# Provided passage:
Measuring success

Today I read a very interesting blog post on The Inspired Mom by Kristin Coons.  Kristin was interviewing writer, Angie Azur about her family history and her work as a soon-to-be published writer.  It was an interesting look at success because all the “typical” measures of success in a profession aren’t quite fulfilled yet.  Angie has a book at a publisher but not in press yet.  She’s been writing for 5 years but doesn’t have a best seller or her name on Oprah’s book club.  In fact she’s still working on her Masters degree.  Yet Angie (and Kristen and I) are confident about her success.  For these women the measure of success is in the happiness and satisfaction that comes from living life on your own terms and pursuing dreams, both personal and professional, in spite of the obstacles.  Her success is in the work she does each day to fulfill these goals.

That got me thinking about how we measure success in therapy.  As a writer and therapist, I can appreciate Angie’s commitment to the process as a success.  In therapy, success is often hard won and bittersweet.  It is a success when a client who has been struggling with abuse finally feels safe enough to discuss it in session.  It is a success when a couple is able to finally put into words the hurt or anger that has been eating away at their relationship.  It is a success when we can take a child with academic issues and finally uncover the learning disabilities that are holding them back.  These are moments that are rarely filled with joy and yet they are successes.  They are opportunities to change a situation or in some cases just alter one’s perception of a situation and that is ultimately the goal of therapy.  Often when we  look for our successes we look for tangible goals or external rewards and praise.  At work you may feel success when  you are given a promotion or move onto a job with a big new salary.  At school our children find success in grades and accolades from teachers or peers.  And even in my own life outside of therapy I can get caught up looking for external validation for my success whether that means having a new article published or having our practice recognized in the community.  But that’s not where real success lies; and it is at those times that I remind myself of the words I often share with my clients…  Success is in the process not the final destination.

# Given data:

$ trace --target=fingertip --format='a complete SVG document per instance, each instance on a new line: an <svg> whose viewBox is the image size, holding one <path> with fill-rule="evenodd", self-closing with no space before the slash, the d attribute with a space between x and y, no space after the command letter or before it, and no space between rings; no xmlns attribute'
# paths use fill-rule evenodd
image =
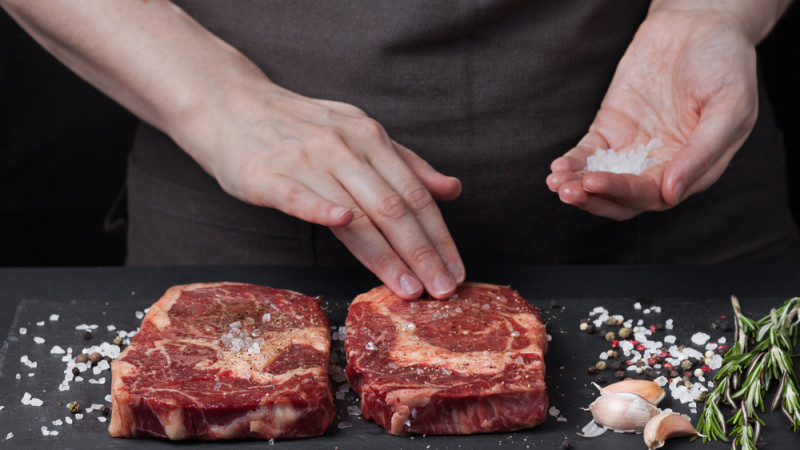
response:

# Using the information:
1 – Reproduce word for word the stretch of the post on measuring success from "Today I read" through "fulfill these goals.".
2 – According to the post on measuring success, how long has Angie been writing?
3 – Continue the post on measuring success from its final sentence.

# Outputs by task:
1 –
Today I read a very interesting blog post on The Inspired Mom by Kristin Coons.  Kristin was interviewing writer, Angie Azur about her family history and her work as a soon-to-be published writer.  It was an interesting look at success because all the “typical” measures of success in a profession aren’t quite fulfilled yet.  Angie has a book at a publisher but not in press yet.  She’s been writing for 5 years but doesn’t have a best seller or her name on Oprah’s book club.  In fact she’s still working on her Masters degree.  Yet Angie (and Kristen and I) are confident about her success.  For these women the measure of success is in the happiness and satisfaction that comes from living life on your own terms and pursuing dreams, both personal and professional, in spite of the obstacles.  Her success is in the work she does each day to fulfill these goals.

2 – For 5 years.

3 –
It is in the small steps, the everyday vicotiries that bring us closer to the people we love or help us to recover from the challenges of life that we find our real triumphs.  In fact the act of engaging in therapy is in itself a success because it means you have taken a courageous first step toward healing a relationship or living your life differently.  It is in your commitment and determination to continue even when it gets hard or you feel stuck.  Therapeutic success is about the clients work, not the therpist’s.  When therapy is a over and declared a “success”- it is always your victory, your therapist was just the cheerleader and coach along for the ride.  Each time you tried a new skill or approached a problem with a new perspective you have succeeded in taking action to make your life a little better.    Each of these small steps add up until before you know it you have transformed yourself, your relationships, and your life.